*Required action:*
Carry on the commentary about Steinbeck's "Cannery Row" from the point where it stops.

*Given text:*
_____
John Steinbeck (1902-1968) wrote "Cannery Row" during a brief six week period during the summer of 1944. He wrote the book, he claimed, as "a kind of nostalgic thing.... for a group of soldiers who had said to me: 'Write something funny that isn't about the war. Write something for us to read -- we're sick of war.'" Steinbeck dedicated the book to Ed Ricketts. Ricketts was the model for "Doc", the main character in the book. Other characters, including Dora, the madam of the "Bear Flag Restaurant" were modeled or real-life individuals as well.
(The information in this paragraph is drawn from the Library of America edition of Steinbeck's novels -- 1942 -- 1952)
Cannery Row is set in Monterey, California during the depression. The title derives from a portion of Monterey notorious for the processing of the multitudes of fish harvested by the sardine industry. The book is loosely contstructed and consists more of a series of interconnected vigenettes than a fully developed novel.
The primary story-line of the book develops the character of "Doc" a marine biologist who collects frogs, octopuses, starfish, rattlesnakes, and other creatures for sale to museums, universities and others. Doc is highly literate, a lover of science, art and music. Doc also loves his beer and his women. He is also adored by Cannery Row denizens who live in a local flophouse (the "Palace Flophouse_-- a group of men headed by a character named Mack. Much of the book centers around the efforts of these characters to plan a party for Doc. There are many other interesting characters in the book, including Dora, the madam and Lee Chong, the proprietor of the local grocery.
_____
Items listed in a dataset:
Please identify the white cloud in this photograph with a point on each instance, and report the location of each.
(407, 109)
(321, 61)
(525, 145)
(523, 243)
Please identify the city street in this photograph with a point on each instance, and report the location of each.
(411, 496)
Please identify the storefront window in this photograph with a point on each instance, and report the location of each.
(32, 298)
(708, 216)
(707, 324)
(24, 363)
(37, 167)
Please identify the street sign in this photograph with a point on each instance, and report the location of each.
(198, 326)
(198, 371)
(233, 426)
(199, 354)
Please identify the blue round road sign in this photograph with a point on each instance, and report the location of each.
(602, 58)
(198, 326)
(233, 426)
_____
*Result for this exercise:*
There is much excellent descriptive writing in this book of a Monterey that is no more and of a collection of eccentric and too-lovable characters. There are portions of the book that seem to me to lag and not to advance the course of the story. The characters are vividly drawn, but in both the story and the characterizations I found elements of sentimentality and, perhaps, of over-simplification.
I think the heart of the book lies in chapter 23 where Doc philosophizes about his friendship with the residents of the Palace Flophouse and similar types of people on Cannery Row. Doc finds it "strange" that "the things we admire in men, kindness and generosity, openness, honesty, understanding and feeling are the concommitants of failure in our system. And those traits we detest, sharpness, greed, acquisitiveness, meanness, eogtism and self-interest are the traits of success. And while men admire the quality of the first they love the produce of the second."
There were elements in this book that surprised me. I enjoyed the pictures of Doc and his devotion to classical music -- particularly the works of Monteverdi, Bach, Beethoven, and Debussy. Also, there are outstanding literary references. In a climactic scene late in the book, (chapter 30) Doc quotes a lengthy ancient love poem "Black Marigolds" originally written in Sanskrit and tranlated by E. Powys Mathers. The poem fits appropriately into Steinbeck's story and adds a great deal to the meaning of the book. With the music and the poetry, I found something in "Cannery Row" that I didn't expect to see there.
This is an enjoyable and readable book by a great 20th Century American novelist.